Page text:
□ □ □ □ □ □ □
The arrest of Rashon Nelson, along with his childhood friend and business partner, Donte Robinson, set off a firestorm for the company, which will shut down more than 8,000 of its US stores on the afternoon of 29 May to instruct 175,000 employees how to better recognise unconscious bias.

Access to store bathrooms, for which Mr Schultz said Starbucks had maintained a "loose policy," came into even sharper focus after another video, taken in January, emerged. The video shows a black man claiming he was denied access to a bathroom at a Starbucks in California while a white man was allowed entry. Neither man had made a purchase, according to the video shot by Brandon Ward, which is posted on his Facebook page.

Mr Schultz, speaking at the Atlantic Council in Washington on Thursday, said previous policy required a purchase, but that the decision was ultimately left with store managers, The Washington, The Seattle Times, and other media outlets reported.
□ □ □ □ □ □ □
Given instruction 1: Can you give the Starbucks arrest passage again, beginning at the words that have "The arrest of" and stopping after "recognise unconscious bias.", and change "childhood friend" to "longtime friend"?
Given instruction 2: What would come next in the Starbucks arrest passage? Continue it from its last sentence.
The lines after this point come from a different source.

Data section:
□ □ □ □ □ □ □
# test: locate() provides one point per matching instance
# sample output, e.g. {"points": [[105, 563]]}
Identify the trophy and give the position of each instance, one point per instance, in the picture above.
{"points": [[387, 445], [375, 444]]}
□ □ □ □ □ □ □
Right answer 1:
The arrest of Rashon Nelson, along with his longtime friend and business partner, Donte Robinson, set off a firestorm for the company, which will shut down more than 8,000 of its US stores on the afternoon of 29 May to instruct 175,000 employees how to better recognise unconscious bias.

Right answer 2:
The arrests in Philadelphia were a major embarrassment for Starbucks, which has long projected itself as a socially conscious company.

Mr Nelson and Mr Robinson settled with Starbucks earlier this month for an undisclosed sum and an offer of a free college education. Separately, they reached a deal with Philadelphia for a symbolic $1 (Dh3.7) each and a promise from city officials to set up a $200,000 program for young entrepreneurs.